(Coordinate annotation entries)

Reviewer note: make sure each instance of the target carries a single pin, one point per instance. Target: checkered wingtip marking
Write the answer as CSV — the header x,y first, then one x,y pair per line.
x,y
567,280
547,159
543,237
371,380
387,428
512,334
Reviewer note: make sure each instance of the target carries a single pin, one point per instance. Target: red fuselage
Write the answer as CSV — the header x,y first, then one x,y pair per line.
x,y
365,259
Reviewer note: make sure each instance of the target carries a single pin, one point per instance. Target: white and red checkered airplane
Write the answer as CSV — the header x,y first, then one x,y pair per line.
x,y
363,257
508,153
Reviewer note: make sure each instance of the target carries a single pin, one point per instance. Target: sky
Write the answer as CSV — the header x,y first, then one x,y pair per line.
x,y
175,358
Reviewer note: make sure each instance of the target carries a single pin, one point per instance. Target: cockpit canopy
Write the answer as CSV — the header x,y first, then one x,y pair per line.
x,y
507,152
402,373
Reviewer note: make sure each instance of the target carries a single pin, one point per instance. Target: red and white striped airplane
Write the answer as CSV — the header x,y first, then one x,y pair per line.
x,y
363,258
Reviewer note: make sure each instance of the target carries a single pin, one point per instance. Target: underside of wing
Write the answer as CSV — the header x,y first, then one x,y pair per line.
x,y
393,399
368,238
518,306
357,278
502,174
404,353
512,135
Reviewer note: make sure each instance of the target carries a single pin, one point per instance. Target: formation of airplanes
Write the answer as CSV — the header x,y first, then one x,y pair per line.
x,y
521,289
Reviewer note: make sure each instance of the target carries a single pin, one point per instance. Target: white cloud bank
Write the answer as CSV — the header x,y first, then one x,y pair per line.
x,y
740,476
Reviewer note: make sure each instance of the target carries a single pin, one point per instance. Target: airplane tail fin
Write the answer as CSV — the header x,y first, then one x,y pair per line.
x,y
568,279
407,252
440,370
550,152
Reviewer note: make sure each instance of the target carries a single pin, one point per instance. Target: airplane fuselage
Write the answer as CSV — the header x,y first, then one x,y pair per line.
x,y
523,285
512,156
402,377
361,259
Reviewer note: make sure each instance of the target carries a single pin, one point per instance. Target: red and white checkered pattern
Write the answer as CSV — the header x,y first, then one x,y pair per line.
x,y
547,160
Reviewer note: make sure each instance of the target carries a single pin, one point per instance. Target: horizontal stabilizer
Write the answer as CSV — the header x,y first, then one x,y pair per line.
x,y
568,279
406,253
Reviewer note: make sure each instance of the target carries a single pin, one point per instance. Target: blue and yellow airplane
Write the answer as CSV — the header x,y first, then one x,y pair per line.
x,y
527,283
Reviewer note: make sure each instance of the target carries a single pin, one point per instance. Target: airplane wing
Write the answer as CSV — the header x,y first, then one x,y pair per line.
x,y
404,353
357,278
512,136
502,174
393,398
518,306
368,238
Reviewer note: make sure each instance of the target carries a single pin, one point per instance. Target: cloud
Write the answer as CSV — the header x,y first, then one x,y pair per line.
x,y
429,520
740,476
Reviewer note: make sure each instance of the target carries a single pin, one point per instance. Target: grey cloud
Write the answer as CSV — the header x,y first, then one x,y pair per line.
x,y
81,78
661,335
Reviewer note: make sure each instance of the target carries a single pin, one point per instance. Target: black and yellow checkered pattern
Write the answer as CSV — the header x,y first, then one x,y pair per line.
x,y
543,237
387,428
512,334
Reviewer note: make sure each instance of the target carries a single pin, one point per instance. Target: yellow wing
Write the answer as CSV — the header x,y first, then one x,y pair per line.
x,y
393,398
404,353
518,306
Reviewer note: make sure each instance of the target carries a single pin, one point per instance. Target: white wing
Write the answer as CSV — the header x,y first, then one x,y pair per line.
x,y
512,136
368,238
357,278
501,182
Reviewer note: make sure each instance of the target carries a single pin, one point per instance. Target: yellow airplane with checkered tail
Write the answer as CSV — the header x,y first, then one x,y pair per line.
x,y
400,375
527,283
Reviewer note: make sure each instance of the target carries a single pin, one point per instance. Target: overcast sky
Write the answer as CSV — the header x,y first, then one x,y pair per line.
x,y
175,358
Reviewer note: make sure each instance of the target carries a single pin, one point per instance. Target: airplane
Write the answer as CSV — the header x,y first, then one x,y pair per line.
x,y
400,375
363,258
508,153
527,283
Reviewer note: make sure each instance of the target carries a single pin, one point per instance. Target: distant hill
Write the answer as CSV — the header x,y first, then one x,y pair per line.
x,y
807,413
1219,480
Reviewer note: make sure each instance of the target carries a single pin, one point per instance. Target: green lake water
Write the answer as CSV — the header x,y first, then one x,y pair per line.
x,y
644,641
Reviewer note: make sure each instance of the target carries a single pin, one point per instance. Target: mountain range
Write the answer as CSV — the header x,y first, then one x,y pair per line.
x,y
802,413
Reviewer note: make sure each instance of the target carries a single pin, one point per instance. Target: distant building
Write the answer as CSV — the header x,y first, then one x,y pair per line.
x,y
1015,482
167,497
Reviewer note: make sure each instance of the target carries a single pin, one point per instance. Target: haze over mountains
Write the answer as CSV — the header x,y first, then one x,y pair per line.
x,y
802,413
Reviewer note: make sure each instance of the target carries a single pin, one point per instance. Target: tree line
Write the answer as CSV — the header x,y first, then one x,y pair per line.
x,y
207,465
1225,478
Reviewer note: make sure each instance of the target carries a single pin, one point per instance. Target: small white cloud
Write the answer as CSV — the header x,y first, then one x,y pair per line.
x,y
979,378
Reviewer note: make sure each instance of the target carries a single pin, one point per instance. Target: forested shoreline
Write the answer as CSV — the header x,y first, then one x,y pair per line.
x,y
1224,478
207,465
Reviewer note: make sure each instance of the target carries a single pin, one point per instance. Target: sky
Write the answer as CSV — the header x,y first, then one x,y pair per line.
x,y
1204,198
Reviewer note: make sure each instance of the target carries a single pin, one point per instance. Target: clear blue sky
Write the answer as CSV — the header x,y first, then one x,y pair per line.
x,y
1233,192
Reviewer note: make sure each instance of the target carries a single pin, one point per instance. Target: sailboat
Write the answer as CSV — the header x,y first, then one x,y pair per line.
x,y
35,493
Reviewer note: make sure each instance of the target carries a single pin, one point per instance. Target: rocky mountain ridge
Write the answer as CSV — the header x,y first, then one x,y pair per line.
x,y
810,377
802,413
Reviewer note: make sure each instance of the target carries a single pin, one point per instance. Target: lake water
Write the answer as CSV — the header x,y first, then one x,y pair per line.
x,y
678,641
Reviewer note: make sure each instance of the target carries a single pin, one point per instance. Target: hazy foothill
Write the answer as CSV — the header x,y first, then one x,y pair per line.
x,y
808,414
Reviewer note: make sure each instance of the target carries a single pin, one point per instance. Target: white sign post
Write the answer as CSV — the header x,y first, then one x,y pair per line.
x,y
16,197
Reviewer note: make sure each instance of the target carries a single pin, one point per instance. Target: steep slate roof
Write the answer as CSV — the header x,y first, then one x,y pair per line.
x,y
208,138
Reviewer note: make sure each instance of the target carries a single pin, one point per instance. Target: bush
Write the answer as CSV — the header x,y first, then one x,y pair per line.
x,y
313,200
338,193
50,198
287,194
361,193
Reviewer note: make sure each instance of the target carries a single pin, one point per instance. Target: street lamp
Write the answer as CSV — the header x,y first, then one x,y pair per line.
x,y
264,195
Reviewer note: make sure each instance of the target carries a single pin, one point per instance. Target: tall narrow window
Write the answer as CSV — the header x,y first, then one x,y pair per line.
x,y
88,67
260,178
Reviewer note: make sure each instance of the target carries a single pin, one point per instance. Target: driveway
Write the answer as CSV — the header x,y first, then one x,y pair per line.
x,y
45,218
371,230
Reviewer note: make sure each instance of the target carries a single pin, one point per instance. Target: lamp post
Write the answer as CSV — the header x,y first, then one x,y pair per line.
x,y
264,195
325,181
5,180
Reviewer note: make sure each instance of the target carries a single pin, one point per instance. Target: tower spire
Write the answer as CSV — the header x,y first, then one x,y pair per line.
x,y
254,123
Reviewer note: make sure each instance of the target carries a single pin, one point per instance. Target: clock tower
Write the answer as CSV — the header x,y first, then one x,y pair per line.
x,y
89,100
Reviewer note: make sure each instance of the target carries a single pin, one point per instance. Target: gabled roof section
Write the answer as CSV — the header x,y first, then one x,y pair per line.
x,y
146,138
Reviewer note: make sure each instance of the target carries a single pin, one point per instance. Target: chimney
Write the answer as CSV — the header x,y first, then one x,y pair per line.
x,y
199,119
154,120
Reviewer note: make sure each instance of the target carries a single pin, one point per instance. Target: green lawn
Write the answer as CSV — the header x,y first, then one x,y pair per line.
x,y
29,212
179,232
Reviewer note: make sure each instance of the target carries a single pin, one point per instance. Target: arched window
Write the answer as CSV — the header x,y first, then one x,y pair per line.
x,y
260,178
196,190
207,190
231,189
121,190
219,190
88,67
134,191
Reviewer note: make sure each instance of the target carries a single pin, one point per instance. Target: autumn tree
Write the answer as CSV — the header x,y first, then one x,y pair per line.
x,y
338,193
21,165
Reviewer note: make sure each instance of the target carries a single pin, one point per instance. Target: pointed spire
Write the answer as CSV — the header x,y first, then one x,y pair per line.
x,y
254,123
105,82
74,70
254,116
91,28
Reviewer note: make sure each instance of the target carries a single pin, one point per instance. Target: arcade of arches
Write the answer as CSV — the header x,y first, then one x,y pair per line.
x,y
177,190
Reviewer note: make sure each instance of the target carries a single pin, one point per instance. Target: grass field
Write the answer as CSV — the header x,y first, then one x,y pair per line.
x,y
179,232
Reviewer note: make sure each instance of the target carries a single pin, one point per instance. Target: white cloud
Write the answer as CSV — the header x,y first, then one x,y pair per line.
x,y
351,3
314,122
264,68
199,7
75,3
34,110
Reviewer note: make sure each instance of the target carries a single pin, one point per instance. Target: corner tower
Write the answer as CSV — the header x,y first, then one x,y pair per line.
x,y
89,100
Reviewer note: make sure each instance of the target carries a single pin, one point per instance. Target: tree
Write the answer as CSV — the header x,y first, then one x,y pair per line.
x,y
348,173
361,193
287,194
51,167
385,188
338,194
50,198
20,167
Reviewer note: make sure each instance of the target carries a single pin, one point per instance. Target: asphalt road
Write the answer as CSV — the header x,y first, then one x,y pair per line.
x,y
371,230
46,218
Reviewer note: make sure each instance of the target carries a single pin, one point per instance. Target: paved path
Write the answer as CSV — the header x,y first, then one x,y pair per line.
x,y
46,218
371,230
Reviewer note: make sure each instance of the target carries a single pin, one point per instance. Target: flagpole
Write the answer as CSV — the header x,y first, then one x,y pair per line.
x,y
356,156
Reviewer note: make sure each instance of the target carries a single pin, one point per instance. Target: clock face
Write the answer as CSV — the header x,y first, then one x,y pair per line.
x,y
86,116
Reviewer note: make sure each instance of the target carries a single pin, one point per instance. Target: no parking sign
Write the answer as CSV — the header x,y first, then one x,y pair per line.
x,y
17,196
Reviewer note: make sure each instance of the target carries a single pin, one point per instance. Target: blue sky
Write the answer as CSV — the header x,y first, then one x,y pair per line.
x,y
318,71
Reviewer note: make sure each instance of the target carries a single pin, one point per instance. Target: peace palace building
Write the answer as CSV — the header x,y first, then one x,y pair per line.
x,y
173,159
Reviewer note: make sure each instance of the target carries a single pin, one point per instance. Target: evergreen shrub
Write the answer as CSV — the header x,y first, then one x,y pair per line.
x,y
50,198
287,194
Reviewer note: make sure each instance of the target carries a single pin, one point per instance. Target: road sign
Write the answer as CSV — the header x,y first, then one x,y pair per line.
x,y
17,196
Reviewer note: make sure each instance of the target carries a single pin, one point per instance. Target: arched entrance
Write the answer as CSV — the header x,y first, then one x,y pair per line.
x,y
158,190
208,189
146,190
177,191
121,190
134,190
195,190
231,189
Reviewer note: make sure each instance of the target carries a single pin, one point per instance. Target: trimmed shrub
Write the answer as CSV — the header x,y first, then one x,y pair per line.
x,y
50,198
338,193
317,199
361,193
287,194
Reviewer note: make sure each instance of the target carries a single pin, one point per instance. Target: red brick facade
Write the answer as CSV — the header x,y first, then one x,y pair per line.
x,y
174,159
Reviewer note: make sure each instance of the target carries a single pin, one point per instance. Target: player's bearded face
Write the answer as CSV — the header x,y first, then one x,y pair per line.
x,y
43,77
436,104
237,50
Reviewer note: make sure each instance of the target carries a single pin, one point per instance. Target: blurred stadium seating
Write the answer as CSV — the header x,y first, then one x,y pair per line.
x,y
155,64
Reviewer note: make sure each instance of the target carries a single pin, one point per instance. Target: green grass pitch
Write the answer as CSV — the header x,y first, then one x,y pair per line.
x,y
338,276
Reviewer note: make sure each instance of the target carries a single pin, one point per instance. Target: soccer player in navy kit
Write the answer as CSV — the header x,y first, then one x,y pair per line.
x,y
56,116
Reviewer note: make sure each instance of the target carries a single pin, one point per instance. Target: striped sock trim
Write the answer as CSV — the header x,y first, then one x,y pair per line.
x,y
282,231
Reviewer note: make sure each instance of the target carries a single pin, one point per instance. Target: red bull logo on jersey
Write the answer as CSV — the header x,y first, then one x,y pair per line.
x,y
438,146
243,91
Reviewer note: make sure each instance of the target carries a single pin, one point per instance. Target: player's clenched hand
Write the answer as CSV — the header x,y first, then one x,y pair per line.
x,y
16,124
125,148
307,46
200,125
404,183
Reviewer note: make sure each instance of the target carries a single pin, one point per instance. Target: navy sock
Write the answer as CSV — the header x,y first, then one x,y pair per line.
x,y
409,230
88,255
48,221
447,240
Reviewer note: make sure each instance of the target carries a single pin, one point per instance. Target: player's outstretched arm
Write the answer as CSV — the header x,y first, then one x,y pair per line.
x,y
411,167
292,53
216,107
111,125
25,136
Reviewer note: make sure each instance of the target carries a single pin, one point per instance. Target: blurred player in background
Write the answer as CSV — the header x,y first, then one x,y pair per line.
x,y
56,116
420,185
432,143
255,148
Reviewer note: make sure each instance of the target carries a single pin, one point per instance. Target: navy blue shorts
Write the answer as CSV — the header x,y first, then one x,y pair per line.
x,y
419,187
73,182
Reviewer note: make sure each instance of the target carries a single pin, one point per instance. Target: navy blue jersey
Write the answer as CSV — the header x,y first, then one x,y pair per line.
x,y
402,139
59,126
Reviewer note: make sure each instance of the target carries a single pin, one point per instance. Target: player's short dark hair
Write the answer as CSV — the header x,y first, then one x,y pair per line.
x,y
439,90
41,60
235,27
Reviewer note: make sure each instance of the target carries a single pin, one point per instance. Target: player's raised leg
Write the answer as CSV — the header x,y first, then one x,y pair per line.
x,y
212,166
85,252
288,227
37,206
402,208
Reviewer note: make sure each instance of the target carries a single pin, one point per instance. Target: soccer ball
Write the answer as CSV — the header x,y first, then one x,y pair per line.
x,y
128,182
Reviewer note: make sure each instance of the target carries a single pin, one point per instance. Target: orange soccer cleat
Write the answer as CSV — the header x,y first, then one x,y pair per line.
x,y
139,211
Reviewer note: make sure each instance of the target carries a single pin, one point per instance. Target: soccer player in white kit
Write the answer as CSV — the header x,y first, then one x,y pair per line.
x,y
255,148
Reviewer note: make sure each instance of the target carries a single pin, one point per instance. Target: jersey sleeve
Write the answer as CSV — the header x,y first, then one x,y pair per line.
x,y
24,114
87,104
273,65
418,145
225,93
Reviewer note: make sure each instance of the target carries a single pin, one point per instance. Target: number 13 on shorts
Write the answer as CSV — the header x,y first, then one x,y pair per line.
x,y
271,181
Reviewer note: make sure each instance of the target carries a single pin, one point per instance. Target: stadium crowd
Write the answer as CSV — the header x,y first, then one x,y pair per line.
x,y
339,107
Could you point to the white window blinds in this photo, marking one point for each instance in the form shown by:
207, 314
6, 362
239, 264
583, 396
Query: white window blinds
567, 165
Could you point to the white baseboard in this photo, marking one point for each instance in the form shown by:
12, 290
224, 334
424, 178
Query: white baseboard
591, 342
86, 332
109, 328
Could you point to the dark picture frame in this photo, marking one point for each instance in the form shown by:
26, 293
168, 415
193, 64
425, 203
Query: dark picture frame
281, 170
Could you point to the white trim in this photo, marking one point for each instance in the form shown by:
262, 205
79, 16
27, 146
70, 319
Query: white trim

Short problem:
Please put the lines from the one containing "Could you point to the dark" through the end of the items above into a JSON list of strings, one string per line, with blank lines left out.

Answer for this exercise:
[
  "Could you point to the dark picture frame in this photo, marking one point for each instance in the form shown by:",
  "26, 293",
  "168, 415",
  "193, 64",
  "425, 203",
  "Query: dark picture frame",
  "281, 170",
  "Could you point to the white trim in this photo, marking one point for each instance in the form shown by:",
  "262, 205",
  "79, 16",
  "27, 146",
  "70, 319",
  "Query: white trim"
]